- _Dataset excerpts on object pointing_
* * * *

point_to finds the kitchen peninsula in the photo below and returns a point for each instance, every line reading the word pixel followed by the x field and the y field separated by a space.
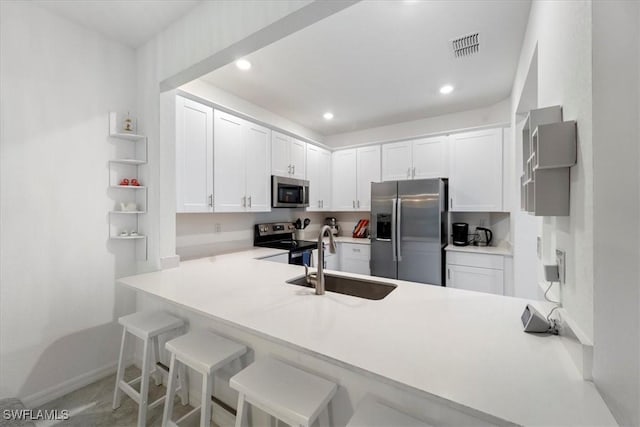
pixel 460 357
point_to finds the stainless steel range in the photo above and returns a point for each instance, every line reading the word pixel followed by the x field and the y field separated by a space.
pixel 280 235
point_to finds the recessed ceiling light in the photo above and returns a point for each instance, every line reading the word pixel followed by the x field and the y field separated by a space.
pixel 446 89
pixel 243 64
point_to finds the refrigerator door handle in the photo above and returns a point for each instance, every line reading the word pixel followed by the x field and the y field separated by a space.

* * * *

- _To be done_
Reproduce every line above as written, skipping pictures.

- _Right answer_
point_to finds the kitchen peninsula in the photo below and returns a point for each instance, every line reading the word pixel followed by the x field and the y field separated by a space.
pixel 460 357
point_to finds the stainless steel range in the photo above and returns a point for each instance, every line reading the word pixel followed by the x field and the y field separated by a space.
pixel 280 235
point_to finds the recessed ceiling light in the photo above and returns a point for each instance, every line reading the word pixel followed by the x field and the y field separated by a space.
pixel 446 89
pixel 243 64
point_to finds the refrigerator door handle in the photo above and returns a point for each instance, every line reading the word pixel followed by the x field and the y field separated by a space.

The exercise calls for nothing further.